Records contained in a dataset
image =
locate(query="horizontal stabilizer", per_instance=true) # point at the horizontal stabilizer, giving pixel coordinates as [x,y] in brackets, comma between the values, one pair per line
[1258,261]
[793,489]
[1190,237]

--- What needs to be done ---
A verbatim copy of all the records is to be produced.

--- Your solution ---
image =
locate(query="horizontal stabilizer", per_instance=true) # point at the horizontal stabilizer, giving pixel coordinates as [x,y] in brackets, comma between the values, one pair per line
[1258,261]
[793,489]
[1190,237]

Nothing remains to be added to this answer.